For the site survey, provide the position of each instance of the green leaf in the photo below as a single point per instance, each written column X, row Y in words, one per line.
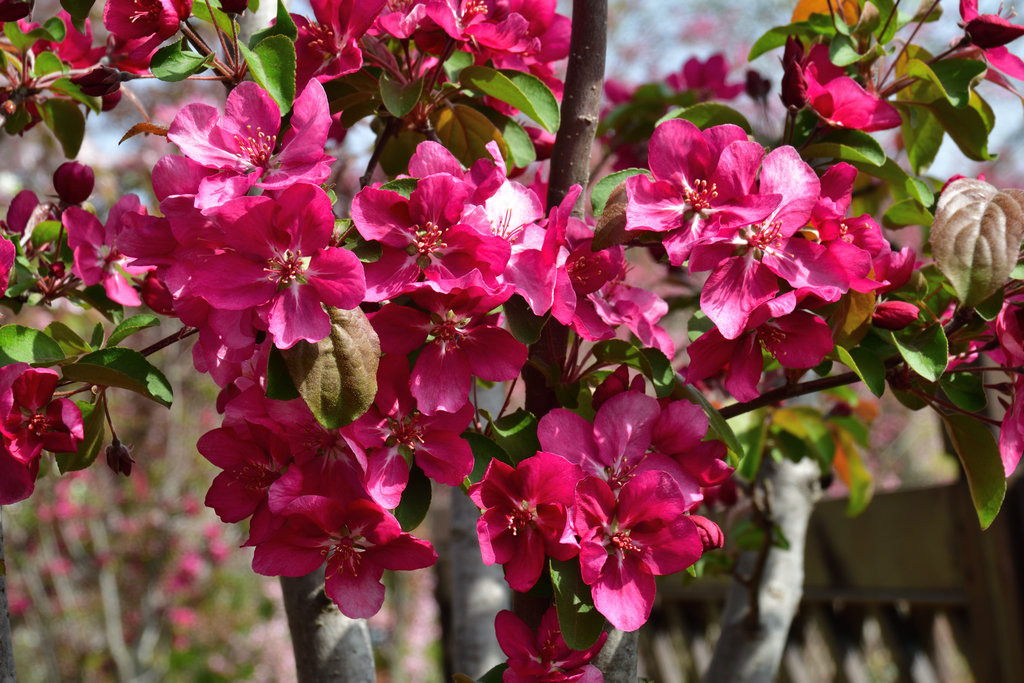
column 979, row 454
column 484, row 451
column 455, row 65
column 868, row 368
column 923, row 135
column 906, row 212
column 520, row 144
column 123, row 368
column 20, row 344
column 579, row 621
column 415, row 500
column 69, row 340
column 272, row 66
column 279, row 382
column 843, row 50
column 706, row 115
column 966, row 390
column 952, row 78
column 337, row 376
column 466, row 133
column 969, row 127
column 523, row 91
column 79, row 11
column 603, row 187
column 47, row 62
column 851, row 469
column 67, row 122
column 399, row 98
column 847, row 144
column 715, row 419
column 808, row 424
column 174, row 62
column 927, row 352
column 130, row 327
column 516, row 434
column 523, row 323
column 94, row 423
column 222, row 20
column 283, row 26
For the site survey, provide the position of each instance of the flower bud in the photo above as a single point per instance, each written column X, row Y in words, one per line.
column 711, row 534
column 894, row 314
column 74, row 181
column 119, row 458
column 233, row 6
column 98, row 82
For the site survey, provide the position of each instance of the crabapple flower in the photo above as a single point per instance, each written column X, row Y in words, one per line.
column 524, row 515
column 357, row 539
column 96, row 256
column 280, row 262
column 243, row 143
column 627, row 541
column 544, row 656
column 31, row 420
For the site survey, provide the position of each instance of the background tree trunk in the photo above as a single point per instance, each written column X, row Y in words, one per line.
column 329, row 647
column 6, row 641
column 752, row 652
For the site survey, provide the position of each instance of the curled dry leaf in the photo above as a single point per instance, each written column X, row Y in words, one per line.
column 976, row 237
column 337, row 376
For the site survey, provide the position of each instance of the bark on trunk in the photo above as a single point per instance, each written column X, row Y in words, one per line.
column 329, row 647
column 6, row 641
column 752, row 653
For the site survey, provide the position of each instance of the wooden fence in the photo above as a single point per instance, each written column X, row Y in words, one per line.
column 911, row 590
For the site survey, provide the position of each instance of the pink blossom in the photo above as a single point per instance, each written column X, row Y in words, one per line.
column 626, row 542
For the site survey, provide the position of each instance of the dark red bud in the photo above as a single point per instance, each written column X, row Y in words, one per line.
column 233, row 6
column 614, row 383
column 757, row 86
column 711, row 534
column 894, row 314
column 74, row 181
column 988, row 31
column 157, row 296
column 98, row 82
column 119, row 458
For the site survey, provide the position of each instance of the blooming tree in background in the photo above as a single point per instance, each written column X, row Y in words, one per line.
column 350, row 339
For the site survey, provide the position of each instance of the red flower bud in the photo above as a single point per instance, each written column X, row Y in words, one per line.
column 711, row 534
column 894, row 314
column 74, row 181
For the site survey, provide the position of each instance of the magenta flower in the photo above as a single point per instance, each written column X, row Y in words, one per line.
column 626, row 543
column 392, row 430
column 244, row 144
column 281, row 262
column 358, row 540
column 463, row 341
column 544, row 656
column 96, row 256
column 524, row 515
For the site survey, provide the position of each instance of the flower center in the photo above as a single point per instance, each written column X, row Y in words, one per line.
column 428, row 238
column 257, row 147
column 700, row 195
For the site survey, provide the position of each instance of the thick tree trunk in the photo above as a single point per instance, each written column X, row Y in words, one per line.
column 751, row 652
column 6, row 641
column 329, row 646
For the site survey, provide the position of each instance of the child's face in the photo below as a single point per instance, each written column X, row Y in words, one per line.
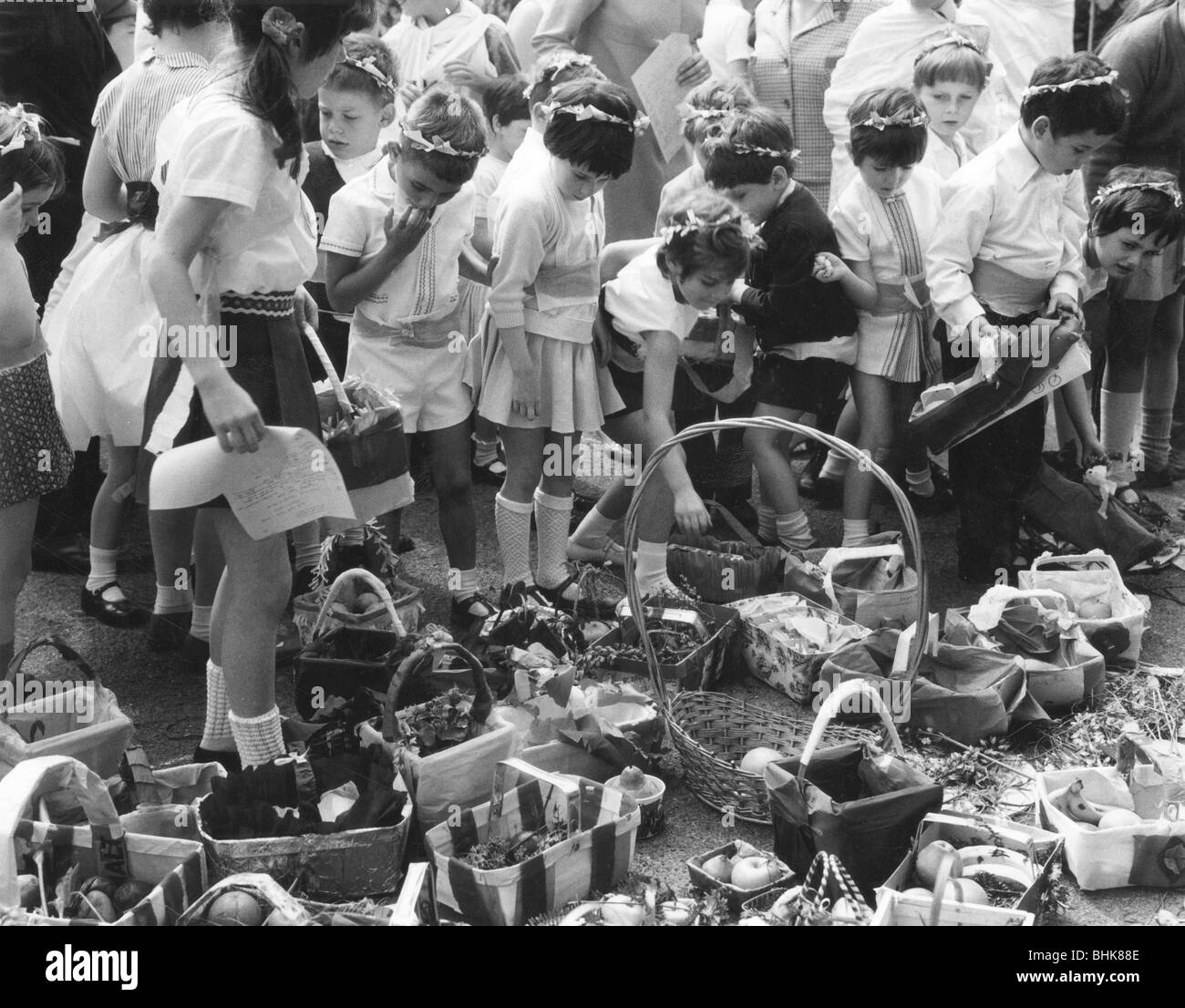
column 949, row 105
column 757, row 201
column 421, row 186
column 576, row 181
column 351, row 121
column 704, row 288
column 885, row 180
column 1063, row 154
column 1121, row 252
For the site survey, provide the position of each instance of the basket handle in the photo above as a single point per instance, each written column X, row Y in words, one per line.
column 359, row 573
column 482, row 699
column 909, row 522
column 331, row 372
column 830, row 707
column 34, row 778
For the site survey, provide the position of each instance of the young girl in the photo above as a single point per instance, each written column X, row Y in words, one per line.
column 107, row 317
column 654, row 303
column 884, row 221
column 949, row 77
column 229, row 162
column 35, row 457
column 541, row 382
column 391, row 246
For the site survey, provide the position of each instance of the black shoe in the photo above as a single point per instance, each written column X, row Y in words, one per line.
column 167, row 631
column 230, row 761
column 122, row 613
column 194, row 655
column 62, row 554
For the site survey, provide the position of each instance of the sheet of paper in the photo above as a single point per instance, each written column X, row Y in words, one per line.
column 289, row 481
column 660, row 94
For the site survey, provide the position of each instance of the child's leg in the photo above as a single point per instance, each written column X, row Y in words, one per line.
column 875, row 404
column 514, row 504
column 16, row 524
column 250, row 601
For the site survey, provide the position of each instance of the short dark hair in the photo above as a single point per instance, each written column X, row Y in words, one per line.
column 901, row 146
column 454, row 118
column 505, row 99
column 344, row 77
column 1090, row 108
column 36, row 165
column 1158, row 212
column 722, row 242
column 604, row 149
column 733, row 157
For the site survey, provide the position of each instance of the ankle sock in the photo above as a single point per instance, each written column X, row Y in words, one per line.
column 102, row 571
column 216, row 735
column 794, row 530
column 512, row 519
column 257, row 739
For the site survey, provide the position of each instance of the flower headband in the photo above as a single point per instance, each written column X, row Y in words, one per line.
column 695, row 224
column 1110, row 77
column 281, row 26
column 27, row 127
column 437, row 145
column 1168, row 187
column 584, row 113
column 368, row 67
column 905, row 118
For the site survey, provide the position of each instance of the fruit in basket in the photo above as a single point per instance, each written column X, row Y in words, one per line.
column 931, row 858
column 718, row 867
column 755, row 872
column 235, row 909
column 755, row 759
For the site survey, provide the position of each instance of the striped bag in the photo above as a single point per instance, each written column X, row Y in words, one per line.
column 597, row 854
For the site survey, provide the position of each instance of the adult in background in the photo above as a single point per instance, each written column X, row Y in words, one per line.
column 620, row 35
column 798, row 46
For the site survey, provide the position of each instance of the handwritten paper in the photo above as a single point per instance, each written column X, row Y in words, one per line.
column 655, row 82
column 289, row 481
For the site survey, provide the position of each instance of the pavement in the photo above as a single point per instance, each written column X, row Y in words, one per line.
column 167, row 707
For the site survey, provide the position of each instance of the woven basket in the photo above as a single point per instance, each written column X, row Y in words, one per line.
column 711, row 732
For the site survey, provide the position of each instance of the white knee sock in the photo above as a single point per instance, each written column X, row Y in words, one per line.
column 552, row 520
column 217, row 735
column 259, row 739
column 513, row 522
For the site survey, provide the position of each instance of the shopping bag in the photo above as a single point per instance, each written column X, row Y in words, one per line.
column 852, row 801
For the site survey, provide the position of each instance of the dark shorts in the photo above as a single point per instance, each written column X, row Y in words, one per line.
column 810, row 386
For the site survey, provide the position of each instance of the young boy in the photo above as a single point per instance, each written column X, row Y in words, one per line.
column 805, row 328
column 1007, row 250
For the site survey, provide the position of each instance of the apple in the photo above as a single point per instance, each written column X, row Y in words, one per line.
column 753, row 873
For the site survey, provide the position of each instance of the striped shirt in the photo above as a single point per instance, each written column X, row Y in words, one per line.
column 131, row 108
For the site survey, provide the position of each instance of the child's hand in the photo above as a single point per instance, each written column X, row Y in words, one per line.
column 11, row 214
column 829, row 268
column 407, row 232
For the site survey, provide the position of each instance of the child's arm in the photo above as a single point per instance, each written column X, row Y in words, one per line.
column 347, row 283
column 658, row 392
column 18, row 311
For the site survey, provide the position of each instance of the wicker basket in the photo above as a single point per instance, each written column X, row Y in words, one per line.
column 711, row 732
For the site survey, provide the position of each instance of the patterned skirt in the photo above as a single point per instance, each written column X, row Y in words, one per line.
column 35, row 457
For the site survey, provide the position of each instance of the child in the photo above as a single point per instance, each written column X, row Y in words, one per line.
column 1006, row 250
column 707, row 107
column 884, row 221
column 228, row 167
column 540, row 379
column 804, row 328
column 949, row 77
column 654, row 303
column 392, row 244
column 107, row 311
column 35, row 457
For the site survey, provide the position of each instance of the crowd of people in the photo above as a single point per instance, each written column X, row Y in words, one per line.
column 871, row 194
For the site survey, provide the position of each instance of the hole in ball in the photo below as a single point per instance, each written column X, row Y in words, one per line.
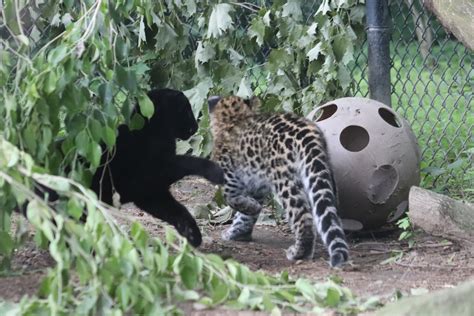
column 389, row 117
column 325, row 112
column 383, row 182
column 354, row 138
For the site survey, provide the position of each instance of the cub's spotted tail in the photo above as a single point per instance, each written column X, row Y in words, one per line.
column 322, row 196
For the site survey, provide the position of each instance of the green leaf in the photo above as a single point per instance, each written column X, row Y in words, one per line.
column 95, row 154
column 74, row 208
column 51, row 82
column 109, row 137
column 137, row 122
column 6, row 243
column 257, row 30
column 344, row 77
column 146, row 105
column 220, row 292
column 220, row 20
column 333, row 297
column 54, row 182
column 306, row 288
column 204, row 53
column 82, row 142
column 313, row 54
column 126, row 78
column 106, row 93
column 57, row 54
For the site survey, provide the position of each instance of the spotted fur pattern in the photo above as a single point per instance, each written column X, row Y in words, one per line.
column 280, row 153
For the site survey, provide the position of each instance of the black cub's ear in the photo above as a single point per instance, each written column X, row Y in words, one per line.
column 212, row 102
column 253, row 102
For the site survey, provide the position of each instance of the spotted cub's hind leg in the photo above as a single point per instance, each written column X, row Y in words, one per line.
column 247, row 210
column 292, row 197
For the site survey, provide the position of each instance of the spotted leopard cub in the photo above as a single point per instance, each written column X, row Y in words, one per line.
column 280, row 153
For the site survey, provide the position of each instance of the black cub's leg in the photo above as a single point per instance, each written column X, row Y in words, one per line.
column 182, row 166
column 164, row 206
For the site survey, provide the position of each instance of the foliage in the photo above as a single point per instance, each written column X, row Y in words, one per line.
column 115, row 271
column 436, row 102
column 70, row 72
column 407, row 230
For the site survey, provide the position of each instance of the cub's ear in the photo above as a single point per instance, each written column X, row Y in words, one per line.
column 254, row 102
column 212, row 102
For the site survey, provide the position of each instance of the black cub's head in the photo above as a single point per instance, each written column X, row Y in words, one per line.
column 173, row 109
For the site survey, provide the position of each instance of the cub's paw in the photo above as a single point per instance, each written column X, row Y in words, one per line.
column 231, row 234
column 214, row 173
column 190, row 231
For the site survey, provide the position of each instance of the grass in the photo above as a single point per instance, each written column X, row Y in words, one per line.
column 436, row 97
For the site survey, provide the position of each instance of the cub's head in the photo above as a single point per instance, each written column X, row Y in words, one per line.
column 230, row 109
column 173, row 109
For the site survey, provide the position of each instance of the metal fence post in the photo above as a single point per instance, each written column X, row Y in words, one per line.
column 378, row 38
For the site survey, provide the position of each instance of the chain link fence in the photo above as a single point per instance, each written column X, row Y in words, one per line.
column 432, row 82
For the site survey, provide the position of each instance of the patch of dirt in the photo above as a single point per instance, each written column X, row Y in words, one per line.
column 431, row 263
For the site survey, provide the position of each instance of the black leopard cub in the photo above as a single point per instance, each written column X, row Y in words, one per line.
column 280, row 153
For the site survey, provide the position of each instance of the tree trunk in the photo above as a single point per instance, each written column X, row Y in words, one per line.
column 440, row 215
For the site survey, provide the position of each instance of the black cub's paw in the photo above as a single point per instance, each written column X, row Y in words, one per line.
column 190, row 231
column 214, row 173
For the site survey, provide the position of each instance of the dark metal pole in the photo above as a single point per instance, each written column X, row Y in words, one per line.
column 378, row 38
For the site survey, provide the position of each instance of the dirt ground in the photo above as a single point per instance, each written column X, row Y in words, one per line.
column 431, row 264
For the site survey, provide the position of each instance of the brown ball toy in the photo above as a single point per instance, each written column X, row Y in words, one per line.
column 375, row 158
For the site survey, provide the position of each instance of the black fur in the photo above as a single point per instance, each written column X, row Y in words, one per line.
column 145, row 164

[TASK INSTRUCTIONS]: Copy out the entries word for word, from the line with "of the patterned" up to and including the line with "column 871, row 194".

[OUTPUT OF THE TASK]:
For the site survey, provide the position of each instance of the patterned skirt in the photo above as a single point per instance, each written column X, row Y in words, one per line.
column 35, row 457
For the site survey, provide the position of each instance of the child in the photo above as a single point per instance, each written column X, row Y in words, one per line.
column 1006, row 250
column 707, row 107
column 884, row 221
column 228, row 167
column 540, row 379
column 804, row 328
column 949, row 77
column 654, row 303
column 392, row 244
column 107, row 311
column 35, row 457
For the site survey, provide the position of each instance of the crowd of people in the photo above as a single point per instance, each written column X, row Y in words, one per line.
column 871, row 194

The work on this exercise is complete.